What is required: Quote verbatim the passage of the data-processing notebook below, starting at "df = trend.get_indicator(df, '', '', 0)" and ending at "sma.get_indicator(df, '', '', 0)".

# Process data config

In [1]:
import warnings
warnings.simplefilter(action='ignore', category=FutureWarning)

import sys
sys.path.append('..')

from os import environ
import pandas as pd
from indicators import indicators
from datetime import timedelta
from tqdm.auto import tqdm
from config.config import ConfigFactory

class CFG:
    cls_target_ratio = 1.031

# Load data and add indicators

In [2]:
# Set environment variable
environ["ENV"] = "1h_4h"

# Get configs
configs = ConfigFactory.factory(environ).configs

def get_file(ticker):
    ''' Find files buy ticker names, file names can be in different formats '''
    try:
        tmp_df_1h = pd.read_pickle(f'../optimizer/ticker_dataframes/{ticker}_1h.pkl')
        tmp_df_4h = pd.read_pickle(f'../optimizer/ticker_dataframes/{ticker}_4h.pkl')
    except FileNotFoundError:
        pass
    else:
        return tmp_df_1h, tmp_df_4h
    
    try:
        tmp_df_1h = pd.read_pickle(f'../optimizer/ticker_dataframes/{ticker[:-4]}-{ticker[-4:]}_1h.pkl')
        tmp_df_4h = pd.read_pickle(f'../optimizer/ticker_dataframes/{ticker[:-4]}-{ticker[-4:]}_4h.pkl')
    except FileNotFoundError:
        pass
    else:
        return tmp_df_1h, tmp_df_4h
    
    try:
        tmp_df_1h = pd.read_pickle(f'../optimizer/ticker_dataframes/{ticker[:-4]}-{ticker[-4:]}-SWAP_1h.pkl')
        tmp_df_4h = pd.read_pickle(f'../optimizer/ticker_dataframes/{ticker[:-4]}-{ticker[-4:]}-SWAP_4h.pkl')
    except FileNotFoundError:
        pass
    else:
        return tmp_df_1h, tmp_df_4h
    
    return None, None

def add_indicators(df, ttype, configs):
    # add RSI
    rsi = indicators.RSI(ttype, configs)
    df = rsi.get_indicator(df, '', '', 0)
    # add RSI
    stoch = indicators.STOCH(ttype, configs)
    df = stoch.get_indicator(df, '', '', 0)
    # add Trend
    trend = indicators.Trend(ttype, configs)
    df = trend.get_indicator(df, '', '', 0)
    # add MACD
    macd = indicators.MACD(ttype, configs)
    df = macd.get_indicator(df, '', '', 0)
    # add ATR
    atr = indicators.ATR(ttype, configs)
    df = atr.get_indicator(df, '', '', 0)
    # add SMA
    # sma = indicators.SMA(ttype, configs)
    # df = sma.get_indicator(df, '', '', 0)
    return df

def create_train_df(df, ttype, configs, target_offset, first, last, step):
    ''' Create train dataset from signal statistics and ticker candle data'''
    train_df = pd.DataFrame()
    tickers = df['ticker'].unique()
    
    for ticker in tqdm(tickers):
        # get signals with current ticker
        signal_df = df[df['ticker'] == ticker]
        times = signal_df['time']
        
        # load candle history of this ticker
        tmp_df_1h, _ = get_file(ticker)

Given data:
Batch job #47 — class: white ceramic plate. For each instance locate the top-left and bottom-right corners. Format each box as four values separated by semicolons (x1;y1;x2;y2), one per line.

Output of the task:
df = trend.get_indicator(df, '', '', 0)
    # add MACD
    macd = indicators.MACD(ttype, configs)
    df = macd.get_indicator(df, '', '', 0)
    # add ATR
    atr = indicators.ATR(ttype, configs)
    df = atr.get_indicator(df, '', '', 0)
    # add SMA
    # sma = indicators.SMA(ttype, configs)
    # df = sma.get_indicator(df, '', '', 0)